Немолод очень лад баллад,
но если слова болят
и слова говорят про то, что болят,
молодеет и лад баллад.
Лубянский проезд.
Водопьяный.
Вид
вот.
Вот
фон.
В постели она.
Она лежит.
Он.
На столе телефон.
«Он» и «она» баллада моя.
Не страшно нов я.
Страшно то, что «он» – это я,
и то, что «она» – моя.
Казалось бы, что может быть проще строчки: «Страшно то, что «он» – это я, и то, что «она» – моя». Наречие, пара союзов, пара указательных местоимений, пара личных и одно притяжательное. Но ведь как бывает страшно, когда «она – твоя». Тот, кто хоть раз любил в своей жизни, не пропустит эту простую фразу. Её ёмкость бьёт точно в цель. Бьёт без промаха, как груша да черёмуха из стихотворения Осипа Мандельштама, которое он написал за полтора года до смерти в ГУЛАГе. В тот момент приближался конец его первого срока, и радость весны, предстоящего освобождения смешивалась в сознании поэта с ощущением, что это не конец его преследований, что всё только начинается, поэтому цветущие растения и напоминали ему расстрельную команду.

Строки набора данных:
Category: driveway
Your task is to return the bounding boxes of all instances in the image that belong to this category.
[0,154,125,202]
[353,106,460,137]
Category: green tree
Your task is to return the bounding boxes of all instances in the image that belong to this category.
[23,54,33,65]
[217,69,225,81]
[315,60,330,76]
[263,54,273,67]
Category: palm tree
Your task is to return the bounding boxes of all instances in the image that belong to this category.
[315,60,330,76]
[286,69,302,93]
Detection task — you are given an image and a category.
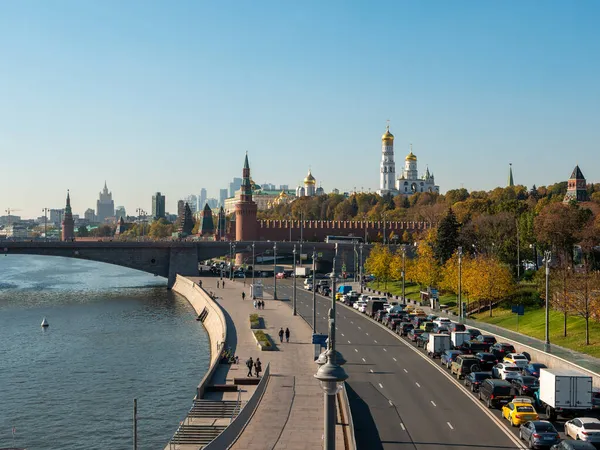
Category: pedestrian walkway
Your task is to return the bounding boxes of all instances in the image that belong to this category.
[188,277,344,450]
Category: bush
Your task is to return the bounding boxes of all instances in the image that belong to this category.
[254,330,272,348]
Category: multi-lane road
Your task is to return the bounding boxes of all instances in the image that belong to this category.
[265,279,524,450]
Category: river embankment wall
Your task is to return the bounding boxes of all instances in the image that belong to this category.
[172,275,227,398]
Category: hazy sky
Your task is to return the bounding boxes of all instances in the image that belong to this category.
[0,0,600,217]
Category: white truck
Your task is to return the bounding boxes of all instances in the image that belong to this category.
[296,267,308,278]
[427,333,452,359]
[450,331,471,348]
[534,369,592,421]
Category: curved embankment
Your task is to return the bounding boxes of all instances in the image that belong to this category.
[172,275,227,398]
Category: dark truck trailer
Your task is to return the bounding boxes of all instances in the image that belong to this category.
[366,300,385,317]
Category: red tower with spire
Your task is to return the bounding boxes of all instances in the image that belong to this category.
[61,191,75,241]
[235,152,257,241]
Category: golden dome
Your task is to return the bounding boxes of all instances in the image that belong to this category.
[381,125,394,142]
[304,169,317,184]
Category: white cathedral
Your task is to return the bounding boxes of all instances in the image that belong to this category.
[377,125,440,196]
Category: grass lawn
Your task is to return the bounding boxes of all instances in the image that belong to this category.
[471,307,600,358]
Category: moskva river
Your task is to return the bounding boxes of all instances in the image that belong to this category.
[0,255,209,450]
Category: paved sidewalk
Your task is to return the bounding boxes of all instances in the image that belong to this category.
[188,277,344,450]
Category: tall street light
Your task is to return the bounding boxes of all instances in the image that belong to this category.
[458,247,465,323]
[273,242,277,300]
[544,250,552,353]
[292,244,296,315]
[314,246,348,450]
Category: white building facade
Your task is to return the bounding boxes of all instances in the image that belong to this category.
[377,125,440,196]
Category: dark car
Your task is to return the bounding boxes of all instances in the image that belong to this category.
[465,372,492,392]
[416,332,429,348]
[550,441,596,450]
[523,363,548,378]
[396,322,414,336]
[407,328,425,342]
[476,334,496,347]
[440,350,462,369]
[510,375,540,397]
[479,378,513,408]
[475,352,498,372]
[519,420,560,448]
[466,328,481,339]
[489,342,516,361]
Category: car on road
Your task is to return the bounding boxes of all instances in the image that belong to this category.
[519,420,560,448]
[510,375,540,397]
[475,352,498,372]
[565,417,600,444]
[477,378,513,408]
[489,342,516,361]
[440,350,462,369]
[492,362,521,380]
[465,372,492,392]
[523,363,548,378]
[450,355,480,380]
[502,397,540,427]
[502,353,529,370]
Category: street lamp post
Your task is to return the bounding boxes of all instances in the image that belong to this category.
[458,247,465,323]
[544,250,552,353]
[358,244,363,294]
[402,245,406,305]
[292,244,296,316]
[313,249,318,333]
[273,242,277,300]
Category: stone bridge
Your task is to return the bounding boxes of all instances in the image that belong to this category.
[0,241,382,288]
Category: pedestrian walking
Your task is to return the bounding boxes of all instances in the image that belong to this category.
[254,358,262,378]
[246,356,254,377]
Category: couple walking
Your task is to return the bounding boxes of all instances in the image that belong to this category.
[246,356,262,377]
[279,327,290,342]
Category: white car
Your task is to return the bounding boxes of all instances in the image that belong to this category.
[503,353,529,370]
[565,417,600,443]
[492,362,521,380]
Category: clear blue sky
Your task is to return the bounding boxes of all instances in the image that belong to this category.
[0,0,600,217]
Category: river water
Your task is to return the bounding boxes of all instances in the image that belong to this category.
[0,255,209,450]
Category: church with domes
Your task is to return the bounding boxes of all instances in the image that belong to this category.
[377,125,440,196]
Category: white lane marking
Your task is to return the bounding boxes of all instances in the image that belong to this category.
[336,298,527,449]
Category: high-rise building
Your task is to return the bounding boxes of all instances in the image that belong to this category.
[196,188,206,211]
[152,192,165,219]
[229,178,242,197]
[219,189,227,206]
[115,206,127,220]
[96,181,115,222]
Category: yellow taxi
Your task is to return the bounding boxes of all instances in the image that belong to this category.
[502,397,540,427]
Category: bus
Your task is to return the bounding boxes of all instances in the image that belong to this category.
[325,236,364,244]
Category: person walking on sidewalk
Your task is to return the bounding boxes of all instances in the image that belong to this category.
[246,356,254,377]
[254,358,262,378]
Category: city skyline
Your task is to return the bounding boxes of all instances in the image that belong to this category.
[0,1,600,217]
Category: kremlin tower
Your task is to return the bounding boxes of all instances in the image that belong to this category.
[61,191,75,241]
[235,153,257,241]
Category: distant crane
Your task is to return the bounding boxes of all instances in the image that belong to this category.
[4,208,21,227]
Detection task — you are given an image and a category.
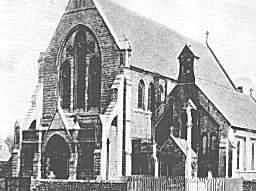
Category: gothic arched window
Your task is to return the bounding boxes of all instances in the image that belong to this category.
[159,85,165,103]
[60,25,101,111]
[138,80,145,109]
[202,134,208,155]
[211,134,217,151]
[236,141,241,169]
[60,61,71,109]
[88,56,101,108]
[148,83,155,112]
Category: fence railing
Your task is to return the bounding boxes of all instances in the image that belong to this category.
[3,176,245,191]
[127,176,185,191]
[185,178,225,191]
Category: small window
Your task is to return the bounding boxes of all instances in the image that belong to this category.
[148,83,155,111]
[202,134,208,155]
[251,143,255,170]
[138,80,145,109]
[211,134,217,151]
[159,85,165,103]
[236,141,240,169]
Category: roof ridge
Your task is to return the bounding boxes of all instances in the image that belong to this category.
[206,40,236,89]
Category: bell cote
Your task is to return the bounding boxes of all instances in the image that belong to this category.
[178,45,199,83]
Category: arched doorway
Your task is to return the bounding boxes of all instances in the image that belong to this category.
[45,135,70,179]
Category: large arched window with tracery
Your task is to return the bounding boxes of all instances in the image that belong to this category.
[60,26,101,111]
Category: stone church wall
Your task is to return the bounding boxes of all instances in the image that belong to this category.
[39,0,120,125]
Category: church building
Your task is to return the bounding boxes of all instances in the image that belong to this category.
[11,0,256,180]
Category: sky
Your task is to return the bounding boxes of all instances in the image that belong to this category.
[0,0,256,138]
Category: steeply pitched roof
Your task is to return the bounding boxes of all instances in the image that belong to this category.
[198,80,256,130]
[94,0,232,87]
[94,0,256,129]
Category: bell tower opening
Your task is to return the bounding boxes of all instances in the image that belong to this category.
[45,135,70,179]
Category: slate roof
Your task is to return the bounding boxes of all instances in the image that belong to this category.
[94,0,256,130]
[198,80,256,130]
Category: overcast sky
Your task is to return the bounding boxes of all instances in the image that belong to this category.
[0,0,256,137]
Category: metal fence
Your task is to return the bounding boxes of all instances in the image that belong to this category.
[5,177,31,191]
[3,176,244,191]
[127,176,185,191]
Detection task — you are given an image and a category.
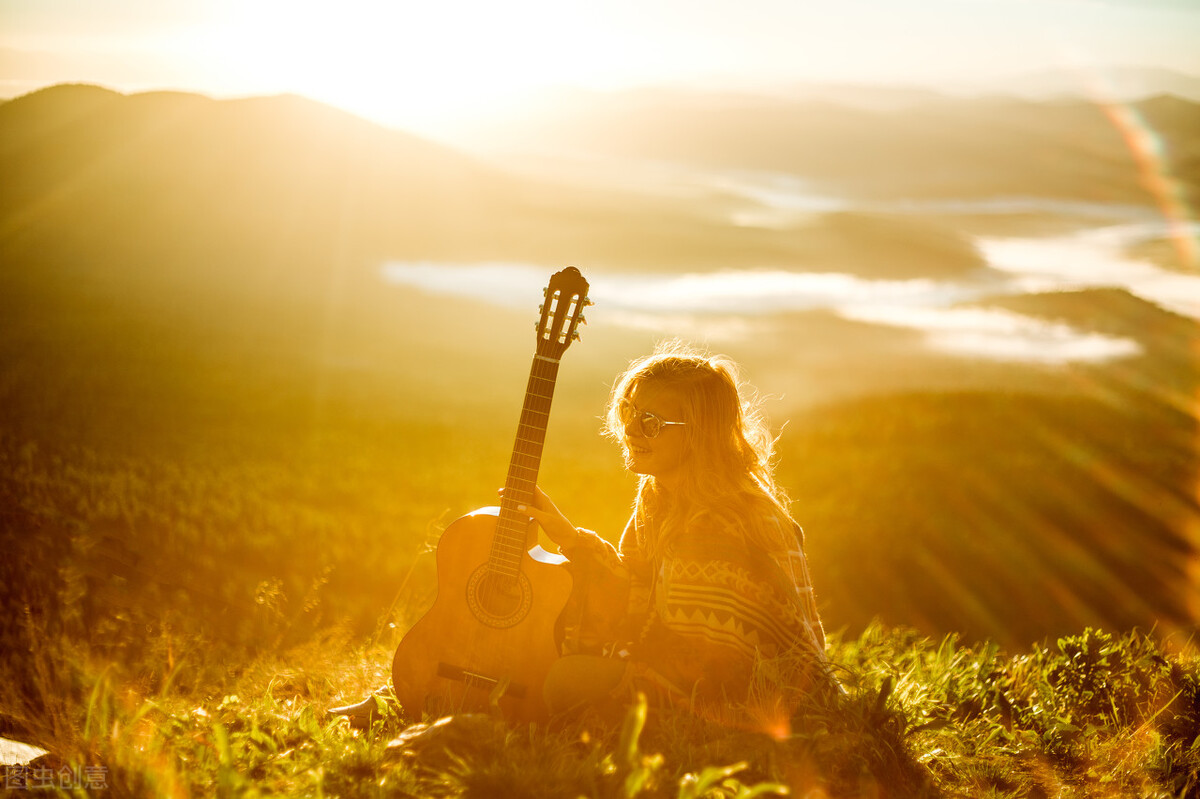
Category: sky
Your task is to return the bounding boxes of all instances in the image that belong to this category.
[0,0,1200,128]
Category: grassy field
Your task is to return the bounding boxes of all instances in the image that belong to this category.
[0,80,1200,798]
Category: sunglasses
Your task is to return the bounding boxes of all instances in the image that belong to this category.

ЗАДАНИЕ A » Сколько времени прошло, по словам статьи о балладе про «он» и «она», между стихотворением Мандельштама и его смертью?
ЗАДАНИЕ B » Допишите статью о балладе про «он» и «она»: продолжите её сразу после последнего предложения.
Материал никак не связан со статьёй.

ИТОГОВЫЙ ОТВЕТ A » Полтора года: он написал это стихотворение за полтора года до смерти в ГУЛАГе.

ИТОГОВЫЙ ОТВЕТ B »
На меня нацелилась груша да черемуха —
Силою рассыпчатой бьет меня без промаха.
Кисти вместе с звездами, звезды вместе с кистями, —
Что за двоевластье там? В чьем соцветьи истина?
С цвету ли, с размаха ли бьет воздушно-целыми
В воздух убиваемый кистенями белыми.
И двойного запаха сладость неуживчива:
Борется и тянется – смешана, обрывчива.
Но оставим русскую поэзию. Тут разговор долгий, на несколько книг хватит. Я ненавижу, когда литературу делят на роды и жанры. Это попытка систематизировать то, что невозможно представить в виде простой схемы. Язык – это живой организм, и когда мы раскладываем его «винтики», то получается, что мы препарируем труп. Это, конечно, занимательно, только жизни в этом нет. А если и соберёшь потом мёртвый текст по лоскутам, то всё равно творение доктора Франкенштейна выйдет.
Поэзия учит нас музыкальной составляющей языка и литературы, точности образов, пониманию того, что даже одно слово, вовремя сказанное, может изменить мировоззрение человека. И без этого понимания сути словесного искусства невозможна и проза.
Любой писатель отчасти должен быть поэтом, хоть может и не писать стихов. В противном случае мы получаем обычную графоманию, словесный ширпотреб.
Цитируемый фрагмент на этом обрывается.